━━━ PASSAGE PROVIDED ━━━

The abysses of grace correspond to the abysses of perversity. God has often made saints of scoundrels; but He has never done anything with the half- hearted and the cowardly.
Under penalty of reprobation, one must work, one must act. Nature, moreover, sees to this, and if we will not march on with all our courage towards life, she flings us with all her forces towards death. She drags those who will not walk.
A man whom one may call the great prophet of drunkards, Edgar Poe, that sublime madman, that genius of lucid extravagance, has depicted with terrifying reality the nightmares of perversity. …
"I killed the old man because he squinted." "I did that because I ought not to have done it."
There is the terrible antistrophe of Tertullian's Credo quia absurdum.
To brave God and to insult Him, is a final act of faith. "The dead praise thee not, O Lord," said the Psalmist; and we might add if we dared: "The dead do not blaspheme thee."
"O my son!" said a father as he leaned over the bed of his child who had fallen into lethargy after a violent access of delirium: "insult me again, beat me, bite me, I shall feel that you are still alive, but do not rest for ever in the frightful silence of the tomb!"
A great crime always comes to protest against great lukewarmness. A hundred thousand good priests, had their charity been more active, might have prevented the crime of the wretch Verger. The Church has the right to judge, condemn and punish an ecclesiastic who causes scandal; but she has not the right to abandon him to the frenzies of despair and the temptations of misery and hunger.
Nothing is so terrifying as nothingness, and if one could ever formulate the conception of it, if it were possible to admit it, Hell would be a thing to hope for.

━━━

#### [GIVEN INSTRUCTION 1]
According to the passage on grace and perversity, what kind of people has God never done anything with?
#### [GIVEN INSTRUCTION 2]
Echo the passage on grace and perversity word for word, between "Nothing is so" and "to hope for.", inclusive.
The listing that follows the passage comes from a separate source.

━━━ DATASET SECTION ━━━

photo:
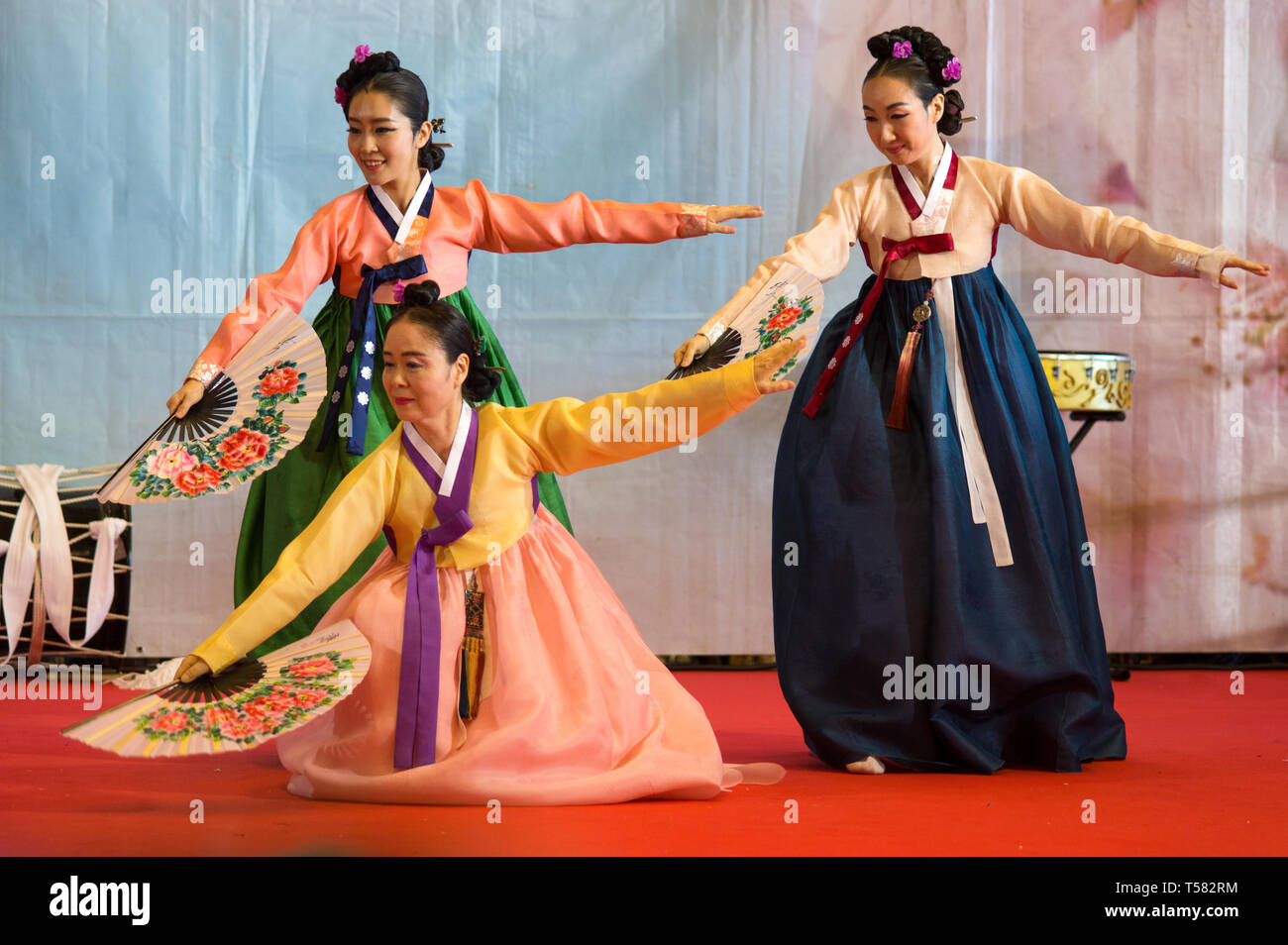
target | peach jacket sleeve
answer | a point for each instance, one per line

━━━

#### [ANSWER 1]
The half-hearted and the cowardly.

#### [ANSWER 2]
Nothing is so terrifying as nothingness, and if one could ever formulate the conception of it, if it were possible to admit it, Hell would be a thing to hope for.